Exercise requirements. Starting at the line that contains "Query: reflection in mirror" and stopping after the line that contains "Query: green shrub", transcribe the listing below exactly; do not include any pictures.

Given information.
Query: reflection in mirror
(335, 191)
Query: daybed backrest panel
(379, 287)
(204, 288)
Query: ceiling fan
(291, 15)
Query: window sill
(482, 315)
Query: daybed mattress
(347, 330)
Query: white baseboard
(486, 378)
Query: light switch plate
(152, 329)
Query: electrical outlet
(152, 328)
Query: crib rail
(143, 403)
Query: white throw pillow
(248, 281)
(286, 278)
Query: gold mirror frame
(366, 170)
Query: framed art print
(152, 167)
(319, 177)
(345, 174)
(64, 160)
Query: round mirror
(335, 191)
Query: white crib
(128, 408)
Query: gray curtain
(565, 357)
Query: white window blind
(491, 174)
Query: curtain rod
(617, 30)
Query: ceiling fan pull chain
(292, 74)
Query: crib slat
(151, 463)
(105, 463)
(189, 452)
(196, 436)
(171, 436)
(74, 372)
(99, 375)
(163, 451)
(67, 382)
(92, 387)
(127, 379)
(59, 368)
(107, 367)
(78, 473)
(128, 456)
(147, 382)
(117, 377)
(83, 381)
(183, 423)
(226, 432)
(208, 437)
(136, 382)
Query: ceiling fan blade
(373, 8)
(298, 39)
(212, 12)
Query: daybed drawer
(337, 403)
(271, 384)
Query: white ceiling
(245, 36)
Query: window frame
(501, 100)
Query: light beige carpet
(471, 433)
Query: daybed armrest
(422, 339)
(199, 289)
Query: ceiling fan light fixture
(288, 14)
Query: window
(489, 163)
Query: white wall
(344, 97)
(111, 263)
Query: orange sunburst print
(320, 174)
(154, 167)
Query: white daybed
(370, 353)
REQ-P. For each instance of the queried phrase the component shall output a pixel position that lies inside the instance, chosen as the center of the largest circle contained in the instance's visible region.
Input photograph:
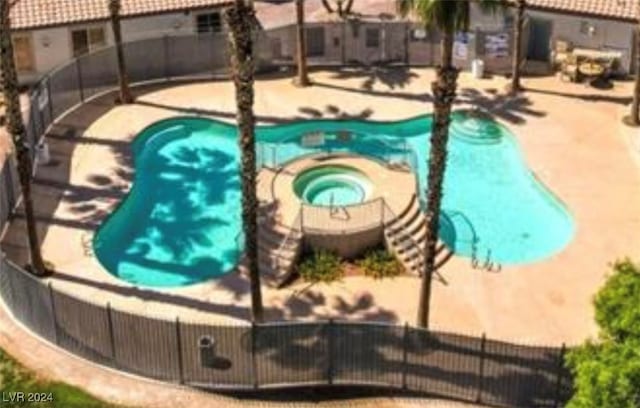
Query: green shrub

==

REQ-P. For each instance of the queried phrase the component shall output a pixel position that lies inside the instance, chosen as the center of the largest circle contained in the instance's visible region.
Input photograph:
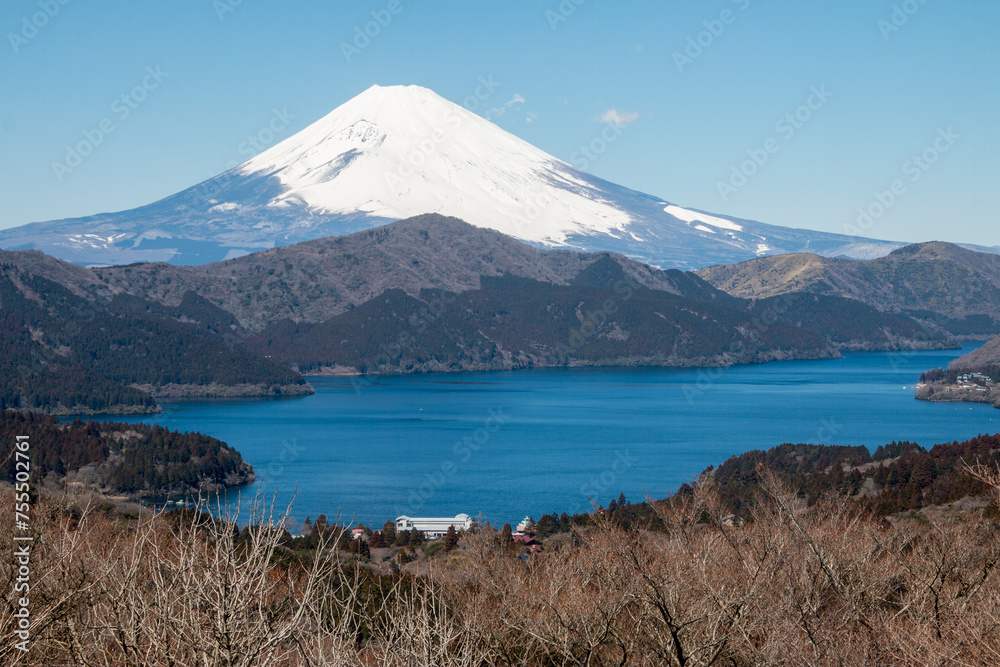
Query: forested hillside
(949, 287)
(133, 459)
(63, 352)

* * *

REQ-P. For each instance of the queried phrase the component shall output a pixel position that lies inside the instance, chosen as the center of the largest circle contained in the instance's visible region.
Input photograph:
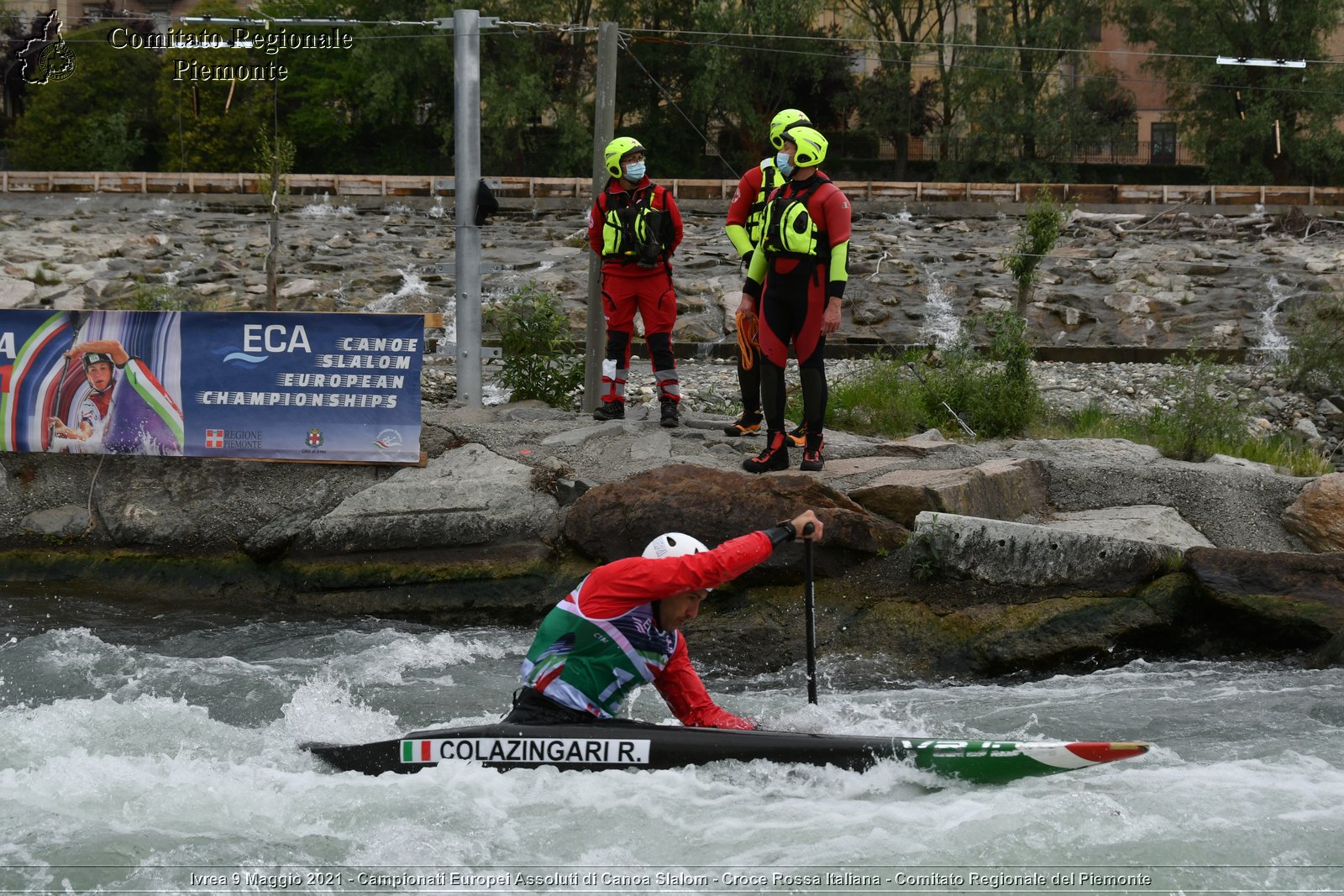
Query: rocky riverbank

Completed task.
Query: reflection in mirror
(335, 191)
Query: daybed backrest panel
(379, 287)
(204, 288)
Query: ceiling fan
(291, 15)
Query: window sill
(482, 315)
Query: daybed mattress
(347, 330)
Query: white baseboard
(486, 378)
Query: light switch plate
(152, 329)
Query: electrical outlet
(152, 328)
Query: crib rail
(143, 403)
Query: white throw pillow
(248, 281)
(286, 278)
Query: gold mirror frame
(366, 170)
Query: framed art print
(152, 167)
(319, 177)
(345, 174)
(64, 160)
Query: round mirror
(335, 191)
Query: white crib
(128, 408)
Query: gray curtain
(565, 357)
Query: white window blind
(491, 174)
Query: curtain rod
(617, 30)
Query: ceiling fan pull chain
(292, 74)
Query: crib slat
(151, 463)
(105, 463)
(189, 452)
(196, 436)
(171, 436)
(74, 372)
(99, 375)
(163, 451)
(67, 382)
(92, 387)
(127, 379)
(59, 368)
(107, 367)
(78, 473)
(128, 456)
(147, 382)
(117, 377)
(83, 381)
(183, 423)
(226, 432)
(208, 437)
(136, 382)
Query: ceiling fan blade
(373, 8)
(298, 39)
(212, 12)
Query: daybed drawer
(337, 403)
(271, 384)
Query: white ceiling
(245, 36)
Query: window frame
(501, 100)
Query: light beige carpet
(471, 433)
Query: daybed armrest
(422, 339)
(199, 289)
Query: ceiling fan light fixture
(288, 14)
Query: window
(489, 163)
Query: white wall
(344, 97)
(111, 263)
Query: orange sunburst print
(320, 174)
(154, 167)
Query: white daybed
(370, 353)
REQ-P. For each instance of the queried phrase the component shall output a pixel position that lies inside the instance, chosen as the center of the largest circle contained in the instance's visible region.
Input photograph:
Query: green shrub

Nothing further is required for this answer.